Page extract:
----------------------------------------
WASHINGTON — The present acrimonious controversy that Lawrence
H. Summers, the president of Harvard University, finds himself in
reminds me of something I have suspected for years. The First
Amendment’s guarantee of free speech is a reactionary blight
inimical to all true progressives and certain to be formally
eliminated from the Constitution as soon as progressives again gain
ascendancy.
There have been times when progressives, or liberals as they are
often called, championed free speech, for instance, in the early
days of the Cold War and during youthful protests in the 1960s. In
the early days of the Cold War progressives favored the right of
Communists to denounce America as they often did, particularly on
college campuses. In the 1960s progressives favored the right of
youthful idealists to use the F-word. At the University of
California at Berkeley, something called the Free Speech Movement
rose up dedicated to the freest possible use of the F-word. So
successful were these idealists that I am told today on college
campuses the F-word is often employed by professors in their
lectures, often as a punctuation mark. I think I learned that from
Tom Wolfe’s new book I Am Charlotte Simmons.
----------------------------------------
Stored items
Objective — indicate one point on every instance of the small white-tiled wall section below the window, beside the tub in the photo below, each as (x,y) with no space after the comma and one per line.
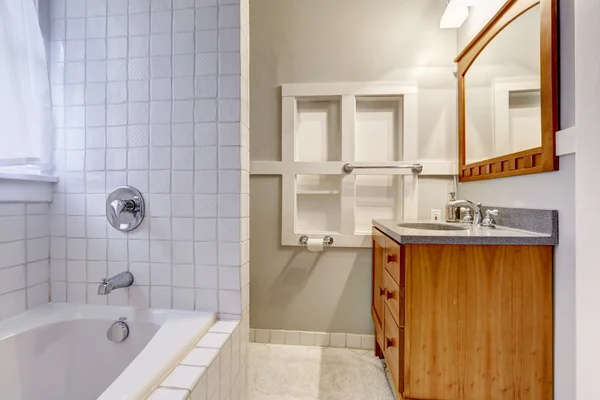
(24,257)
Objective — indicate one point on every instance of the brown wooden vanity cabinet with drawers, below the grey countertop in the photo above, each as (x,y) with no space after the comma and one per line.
(464,322)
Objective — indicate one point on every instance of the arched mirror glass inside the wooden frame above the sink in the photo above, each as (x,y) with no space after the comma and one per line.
----------------------------------------
Complete the following:
a - In the passage on free speech, what movement rose up at the University of California at Berkeley?
b - From the passage on free speech, extract everything from "WASHINGTON — The" down to "ascendancy.".

Answers to the exercise:
a - The Free Speech Movement.

b -
WASHINGTON — The present acrimonious controversy that Lawrence
H. Summers, the president of Harvard University, finds himself in
reminds me of something I have suspected for years. The First
Amendment’s guarantee of free speech is a reactionary blight
inimical to all true progressives and certain to be formally
eliminated from the Constitution as soon as progressives again gain
ascendancy.